**Passage**
Any amount of interest or principal hereof which is not paid
when due, whether on the last day of an Interest Period, at stated maturity, by
acceleration or otherwise, shall bear interest payable on demand at the "Default
Rate" (as such term is defined in the Loan Agreement).
All payments of principal and interest on this Note shall be
payable in lawful money of the United States of America. In no event shall the
interest payable exceed the highest rate permitted by law. Principal and
interest shall be paid to Bank at its office at 135 South LaSalle Street,
Chicago, Illinois 60603, or at such other place as the holder of this Note may
designate in writing to Borrowers. All payments hereunder shall be applied as
provided in the Loan Agreement. In determining Borrowers' liability to the Bank
hereunder, the books and records of the Bank shall be controlling absent
arithmetic or manifest error.
This Note evidences certain indebtedness incurred under the
Loan and Security Agreement, dated as of the date hereof, among Borrowers and
Bank (as heretofore or hereafter amended, the "Loan Agreement"), to which
reference is hereby made for a statement of the terms and conditions under which
the due date of this Note or any payment thereon may be accelerated or is
automatically accelerated, or under which this Note may be prepaid or is
required to be prepaid. All capitalized terms used herein shall, unless
otherwise defined herein, have the meanings set forth in the Loan Agreement. The
holder of this Note is entitled to all of the benefits provided in said Loan
Agreement and the Loan Documents referred to herein. Borrowers agree to pay all
costs of collection and all reasonable attorneys' fees paid or incurred in
enforcing any of the Bank's rights hereunder promptly on demand of the Bank and
as more fully set forth in the Loan Agreement.
This Note may be prepaid in whole or in part in accordance
with the terms of the Loan Agreement.

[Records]
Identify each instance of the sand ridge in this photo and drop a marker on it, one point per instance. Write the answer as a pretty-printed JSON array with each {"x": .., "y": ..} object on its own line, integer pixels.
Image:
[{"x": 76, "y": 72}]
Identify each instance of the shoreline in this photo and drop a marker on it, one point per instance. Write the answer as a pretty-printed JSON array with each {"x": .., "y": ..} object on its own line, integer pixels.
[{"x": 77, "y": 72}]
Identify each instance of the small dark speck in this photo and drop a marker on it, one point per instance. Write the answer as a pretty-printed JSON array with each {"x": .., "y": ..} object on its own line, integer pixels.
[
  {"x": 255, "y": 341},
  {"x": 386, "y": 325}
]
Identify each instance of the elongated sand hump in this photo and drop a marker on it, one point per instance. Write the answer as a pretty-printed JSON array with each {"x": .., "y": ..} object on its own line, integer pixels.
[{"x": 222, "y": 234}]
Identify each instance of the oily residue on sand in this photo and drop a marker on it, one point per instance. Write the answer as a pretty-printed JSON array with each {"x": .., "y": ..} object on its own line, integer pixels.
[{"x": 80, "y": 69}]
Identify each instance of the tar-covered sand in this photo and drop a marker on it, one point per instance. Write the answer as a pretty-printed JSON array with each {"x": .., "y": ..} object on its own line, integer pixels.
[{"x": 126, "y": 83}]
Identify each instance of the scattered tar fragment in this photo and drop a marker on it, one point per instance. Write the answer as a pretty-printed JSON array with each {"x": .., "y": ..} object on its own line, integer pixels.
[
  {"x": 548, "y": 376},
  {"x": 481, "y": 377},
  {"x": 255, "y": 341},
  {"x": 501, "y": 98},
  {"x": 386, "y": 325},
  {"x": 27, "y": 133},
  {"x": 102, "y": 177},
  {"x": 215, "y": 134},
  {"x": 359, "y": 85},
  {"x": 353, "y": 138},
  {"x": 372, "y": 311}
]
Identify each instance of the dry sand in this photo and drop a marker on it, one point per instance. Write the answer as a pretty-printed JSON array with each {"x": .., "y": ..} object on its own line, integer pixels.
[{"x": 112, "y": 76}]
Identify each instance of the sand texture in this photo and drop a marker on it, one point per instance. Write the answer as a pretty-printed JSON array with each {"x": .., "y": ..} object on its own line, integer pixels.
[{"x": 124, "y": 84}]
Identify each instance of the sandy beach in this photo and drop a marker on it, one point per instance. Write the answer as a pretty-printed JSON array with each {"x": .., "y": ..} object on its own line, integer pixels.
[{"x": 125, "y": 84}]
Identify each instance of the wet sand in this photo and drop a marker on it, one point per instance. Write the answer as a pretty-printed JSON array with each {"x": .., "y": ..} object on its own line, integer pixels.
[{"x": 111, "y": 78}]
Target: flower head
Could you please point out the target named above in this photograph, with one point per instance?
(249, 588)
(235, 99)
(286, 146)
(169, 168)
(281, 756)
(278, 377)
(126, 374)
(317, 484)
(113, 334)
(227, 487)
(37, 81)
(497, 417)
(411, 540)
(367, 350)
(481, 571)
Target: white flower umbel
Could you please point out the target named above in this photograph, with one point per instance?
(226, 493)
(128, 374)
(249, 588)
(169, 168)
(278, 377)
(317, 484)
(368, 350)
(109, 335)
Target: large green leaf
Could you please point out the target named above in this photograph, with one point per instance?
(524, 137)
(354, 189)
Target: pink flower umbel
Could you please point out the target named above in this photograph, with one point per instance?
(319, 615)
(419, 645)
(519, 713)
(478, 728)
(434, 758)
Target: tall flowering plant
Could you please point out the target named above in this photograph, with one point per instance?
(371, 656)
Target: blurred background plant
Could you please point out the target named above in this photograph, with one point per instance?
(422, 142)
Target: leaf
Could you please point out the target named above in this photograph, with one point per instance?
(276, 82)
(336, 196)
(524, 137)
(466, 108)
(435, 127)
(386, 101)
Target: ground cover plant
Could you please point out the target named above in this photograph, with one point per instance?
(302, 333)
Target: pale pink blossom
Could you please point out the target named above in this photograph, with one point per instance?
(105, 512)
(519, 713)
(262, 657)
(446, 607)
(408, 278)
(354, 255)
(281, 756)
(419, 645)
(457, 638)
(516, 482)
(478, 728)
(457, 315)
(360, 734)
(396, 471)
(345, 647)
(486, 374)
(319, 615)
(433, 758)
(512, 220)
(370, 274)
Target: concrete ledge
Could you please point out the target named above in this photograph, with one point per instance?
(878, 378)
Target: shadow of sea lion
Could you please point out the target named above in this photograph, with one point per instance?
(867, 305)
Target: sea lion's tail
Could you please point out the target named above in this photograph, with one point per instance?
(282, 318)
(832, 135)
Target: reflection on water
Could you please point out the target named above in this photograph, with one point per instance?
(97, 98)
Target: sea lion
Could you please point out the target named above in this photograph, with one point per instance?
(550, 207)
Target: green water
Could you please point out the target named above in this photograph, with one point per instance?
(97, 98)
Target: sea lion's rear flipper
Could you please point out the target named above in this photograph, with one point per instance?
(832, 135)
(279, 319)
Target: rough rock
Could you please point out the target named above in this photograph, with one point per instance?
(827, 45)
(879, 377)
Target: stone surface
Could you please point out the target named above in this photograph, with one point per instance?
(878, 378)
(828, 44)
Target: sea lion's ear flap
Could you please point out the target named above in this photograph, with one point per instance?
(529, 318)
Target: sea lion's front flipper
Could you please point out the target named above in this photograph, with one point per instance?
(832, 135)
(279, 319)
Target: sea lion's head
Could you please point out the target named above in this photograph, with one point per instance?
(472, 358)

**List of tasks**
1) Translate this sentence from the note passage into Spanish: "This Note may be prepaid in whole or in part in accordance with the terms of the Loan Agreement."
2) Please echo the note passage from "All payments of" to "or manifest error.".
The listing is separate material, unrelated to the note passage.

**Problem solutions**
1) Este Pagaré podrá pagarse por anticipado, en su totalidad o en parte, de conformidad con los términos del Contrato de Préstamo.

2)
All payments of principal and interest on this Note shall be
payable in lawful money of the United States of America. In no event shall the
interest payable exceed the highest rate permitted by law. Principal and
interest shall be paid to Bank at its office at 135 South LaSalle Street,
Chicago, Illinois 60603, or at such other place as the holder of this Note may
designate in writing to Borrowers. All payments hereunder shall be applied as
provided in the Loan Agreement. In determining Borrowers' liability to the Bank
hereunder, the books and records of the Bank shall be controlling absent
arithmetic or manifest error.